▶ [What you need to do] Give every line of the records below as a JSON list of strings, one string per line, with blank lines omitted. Leave the pictures out of the list.

▶ [Data in this exercise]
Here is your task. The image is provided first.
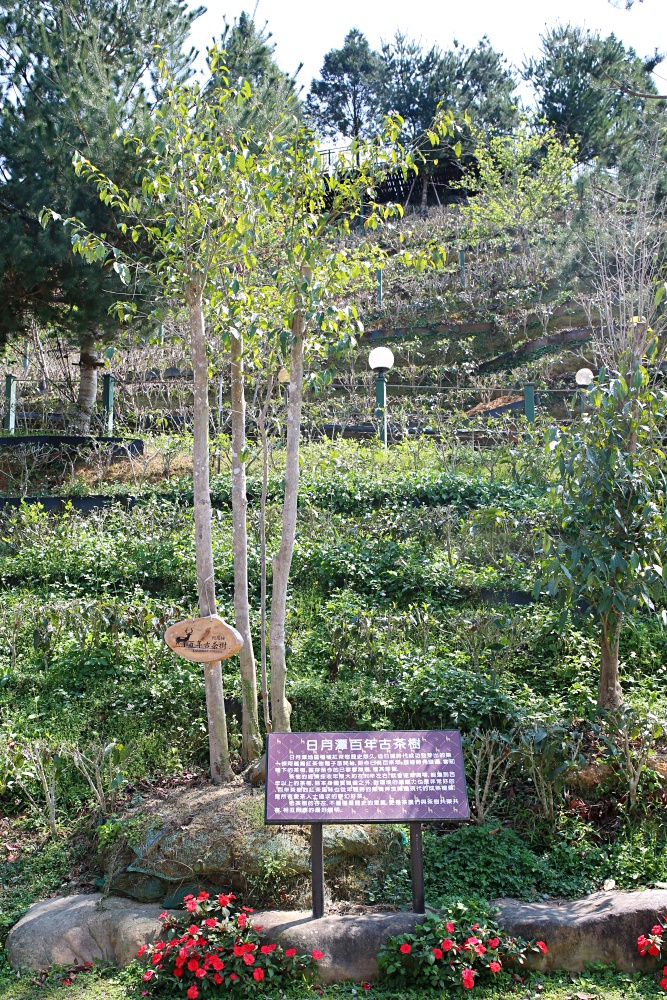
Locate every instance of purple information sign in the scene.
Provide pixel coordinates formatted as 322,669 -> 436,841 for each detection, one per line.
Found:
265,729 -> 469,824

▶ [The output]
[
  "Here is your task. The image is provided first.",
  "Locate every instance of purple information sign in the scene.",
  "Provide pixel coordinates formatted as 322,669 -> 436,841 for each detection, one per line.",
  "Found:",
  "265,729 -> 469,824"
]